>>

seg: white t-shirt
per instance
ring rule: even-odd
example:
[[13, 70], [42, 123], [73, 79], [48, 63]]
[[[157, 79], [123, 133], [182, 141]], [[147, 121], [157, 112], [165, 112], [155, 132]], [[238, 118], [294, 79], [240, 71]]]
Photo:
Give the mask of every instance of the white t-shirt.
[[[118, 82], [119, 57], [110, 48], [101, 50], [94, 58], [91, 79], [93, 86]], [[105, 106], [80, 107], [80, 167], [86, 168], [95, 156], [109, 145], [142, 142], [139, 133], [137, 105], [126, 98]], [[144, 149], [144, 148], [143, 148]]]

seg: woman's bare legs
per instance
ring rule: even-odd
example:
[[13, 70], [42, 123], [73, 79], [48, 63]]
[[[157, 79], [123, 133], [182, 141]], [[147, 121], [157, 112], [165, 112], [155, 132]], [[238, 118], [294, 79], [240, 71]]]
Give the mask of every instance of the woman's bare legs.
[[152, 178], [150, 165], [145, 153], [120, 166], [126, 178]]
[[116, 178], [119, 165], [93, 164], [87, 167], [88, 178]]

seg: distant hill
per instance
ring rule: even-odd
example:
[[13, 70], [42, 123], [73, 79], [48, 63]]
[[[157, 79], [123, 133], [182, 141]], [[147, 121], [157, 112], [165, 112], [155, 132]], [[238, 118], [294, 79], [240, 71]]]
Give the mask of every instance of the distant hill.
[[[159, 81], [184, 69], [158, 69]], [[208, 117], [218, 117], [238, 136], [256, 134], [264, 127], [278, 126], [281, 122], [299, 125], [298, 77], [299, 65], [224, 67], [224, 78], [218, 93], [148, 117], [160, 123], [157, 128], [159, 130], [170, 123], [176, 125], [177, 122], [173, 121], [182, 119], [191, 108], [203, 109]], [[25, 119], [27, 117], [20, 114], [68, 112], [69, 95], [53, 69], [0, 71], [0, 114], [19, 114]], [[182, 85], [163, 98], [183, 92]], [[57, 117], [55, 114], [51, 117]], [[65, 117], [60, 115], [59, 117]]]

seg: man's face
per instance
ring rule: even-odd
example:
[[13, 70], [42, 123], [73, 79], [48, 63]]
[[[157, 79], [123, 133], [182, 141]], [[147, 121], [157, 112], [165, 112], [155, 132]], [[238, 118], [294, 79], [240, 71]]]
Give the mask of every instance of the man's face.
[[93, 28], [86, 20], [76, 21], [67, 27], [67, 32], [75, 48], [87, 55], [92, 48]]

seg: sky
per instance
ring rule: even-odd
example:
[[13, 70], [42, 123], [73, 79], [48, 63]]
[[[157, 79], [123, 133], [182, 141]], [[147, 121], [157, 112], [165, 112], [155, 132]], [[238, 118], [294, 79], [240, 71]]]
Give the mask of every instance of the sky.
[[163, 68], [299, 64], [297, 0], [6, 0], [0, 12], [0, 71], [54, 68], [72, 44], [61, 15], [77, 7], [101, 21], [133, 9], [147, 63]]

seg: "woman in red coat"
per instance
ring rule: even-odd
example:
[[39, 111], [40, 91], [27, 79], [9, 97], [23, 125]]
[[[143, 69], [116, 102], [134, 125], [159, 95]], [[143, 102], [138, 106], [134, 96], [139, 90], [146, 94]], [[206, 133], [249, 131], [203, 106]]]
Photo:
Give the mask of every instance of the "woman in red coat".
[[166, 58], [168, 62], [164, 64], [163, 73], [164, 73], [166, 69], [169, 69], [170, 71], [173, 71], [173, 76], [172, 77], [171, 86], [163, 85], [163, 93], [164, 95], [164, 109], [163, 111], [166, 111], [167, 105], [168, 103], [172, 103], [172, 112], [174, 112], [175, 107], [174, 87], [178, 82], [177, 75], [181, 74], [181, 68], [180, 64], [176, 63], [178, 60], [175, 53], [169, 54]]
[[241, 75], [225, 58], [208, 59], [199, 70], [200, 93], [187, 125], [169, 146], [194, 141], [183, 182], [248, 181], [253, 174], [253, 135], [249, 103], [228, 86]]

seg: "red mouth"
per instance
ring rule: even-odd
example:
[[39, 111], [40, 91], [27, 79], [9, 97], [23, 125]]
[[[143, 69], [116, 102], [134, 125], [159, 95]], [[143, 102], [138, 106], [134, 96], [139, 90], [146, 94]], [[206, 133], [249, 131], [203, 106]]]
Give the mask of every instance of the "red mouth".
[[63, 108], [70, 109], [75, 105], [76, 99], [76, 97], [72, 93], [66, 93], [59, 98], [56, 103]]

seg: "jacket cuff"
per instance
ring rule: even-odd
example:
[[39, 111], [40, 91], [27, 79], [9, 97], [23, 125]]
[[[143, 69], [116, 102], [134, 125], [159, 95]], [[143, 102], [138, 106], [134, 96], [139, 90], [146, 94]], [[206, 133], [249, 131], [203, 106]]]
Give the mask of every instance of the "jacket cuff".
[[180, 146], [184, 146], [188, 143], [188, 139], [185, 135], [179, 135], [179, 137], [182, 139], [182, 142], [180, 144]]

<<

Reproduce the records word for word.

● EXERCISE SOLUTION
seg: white t-shirt
per instance
ring rule: even-odd
example:
[[13, 70], [42, 123], [73, 79], [48, 63]]
[[[157, 79], [123, 133], [182, 141]], [[147, 121], [157, 112], [165, 112], [155, 132]], [[238, 118], [294, 79], [240, 71]]]
Photo:
Give the mask of every instance of the white t-shirt.
[[[118, 82], [119, 57], [110, 48], [101, 50], [94, 58], [91, 79], [93, 86]], [[105, 106], [80, 107], [80, 167], [86, 168], [95, 156], [109, 145], [142, 142], [139, 133], [137, 105], [126, 98]], [[144, 149], [144, 148], [143, 148]]]

seg: woman's bare legs
per instance
ring rule: even-odd
example:
[[13, 70], [42, 123], [73, 79], [48, 63]]
[[[157, 79], [123, 133], [182, 141]], [[147, 121], [157, 112], [165, 112], [155, 132]], [[238, 118], [294, 79], [240, 71]]]
Give the mask of every instance of the woman's bare legs.
[[152, 178], [150, 165], [145, 153], [120, 166], [126, 178]]
[[116, 178], [119, 165], [93, 164], [87, 167], [88, 178]]

seg: distant hill
per instance
ring rule: even-odd
example:
[[13, 70], [42, 123], [73, 79], [48, 63]]
[[[157, 79], [123, 133], [182, 141]], [[147, 121], [157, 112], [165, 112], [155, 132]], [[238, 118], [294, 79], [240, 71]]]
Give the mask of every instance of the distant hill.
[[[159, 81], [184, 69], [158, 69]], [[208, 117], [218, 117], [238, 136], [256, 134], [264, 127], [278, 126], [281, 122], [299, 125], [298, 77], [299, 65], [224, 67], [224, 78], [218, 93], [148, 117], [160, 123], [157, 128], [159, 130], [170, 123], [176, 125], [177, 122], [173, 121], [182, 119], [191, 108], [203, 109]], [[25, 119], [27, 117], [20, 114], [68, 112], [69, 95], [53, 69], [0, 71], [0, 114], [19, 114]], [[182, 85], [163, 98], [183, 92]], [[57, 117], [55, 114], [51, 117]], [[65, 117], [60, 115], [59, 117]]]

seg: man's face
per instance
ring rule: even-odd
example:
[[13, 70], [42, 123], [73, 79], [48, 63]]
[[[157, 79], [123, 133], [182, 141]], [[147, 121], [157, 112], [165, 112], [155, 132]], [[238, 118], [294, 79], [240, 71]]]
Give the mask of every instance of the man's face.
[[93, 28], [86, 20], [76, 21], [67, 27], [67, 32], [75, 48], [87, 55], [92, 48]]

seg: sky
per instance
ring rule: even-odd
example:
[[13, 70], [42, 123], [73, 79], [48, 63]]
[[[157, 79], [123, 133], [182, 141]], [[147, 121], [157, 112], [165, 112], [155, 132]], [[238, 118], [294, 79], [240, 71]]]
Give the mask of every instance of the sky.
[[163, 68], [299, 64], [297, 0], [6, 0], [0, 12], [0, 71], [54, 68], [72, 44], [61, 15], [77, 7], [101, 21], [133, 9], [147, 63]]

seg: "woman in red coat"
per instance
ring rule: even-odd
example:
[[39, 111], [40, 91], [27, 79], [9, 97], [23, 125]]
[[[143, 69], [116, 102], [134, 125], [159, 95]], [[143, 102], [138, 106], [134, 96], [139, 90], [146, 94]], [[206, 133], [249, 131], [203, 106]]]
Photo:
Give the mask of every instance of the "woman in red coat".
[[166, 58], [168, 62], [164, 64], [163, 73], [164, 73], [166, 69], [169, 69], [170, 71], [173, 71], [173, 76], [172, 77], [171, 86], [163, 85], [163, 93], [164, 95], [164, 109], [163, 111], [166, 111], [167, 105], [168, 103], [172, 103], [172, 112], [174, 112], [175, 107], [174, 87], [178, 82], [177, 75], [181, 74], [181, 68], [180, 64], [176, 63], [178, 60], [175, 53], [169, 54]]
[[241, 75], [225, 58], [208, 59], [199, 70], [200, 93], [187, 125], [169, 146], [194, 141], [183, 182], [248, 181], [253, 174], [253, 135], [249, 103], [228, 86]]

seg: "red mouth"
per instance
ring rule: even-odd
example:
[[39, 111], [40, 91], [27, 79], [9, 97], [23, 125]]
[[[143, 69], [116, 102], [134, 125], [159, 95]], [[143, 102], [138, 106], [134, 96], [139, 90], [146, 94]], [[206, 133], [249, 131], [203, 106]]]
Give the mask of every instance of the "red mouth".
[[63, 108], [70, 109], [75, 105], [76, 99], [76, 97], [72, 93], [66, 93], [59, 98], [56, 103]]

seg: "jacket cuff"
per instance
ring rule: even-odd
example:
[[39, 111], [40, 91], [27, 79], [9, 97], [23, 125]]
[[[143, 69], [116, 102], [134, 125], [159, 95]], [[143, 102], [138, 106], [134, 96], [139, 90], [146, 94]], [[206, 133], [249, 131], [203, 106]]]
Give the mask of every instance of the "jacket cuff".
[[180, 146], [184, 146], [188, 143], [188, 139], [185, 135], [179, 135], [179, 137], [182, 139], [182, 142], [180, 144]]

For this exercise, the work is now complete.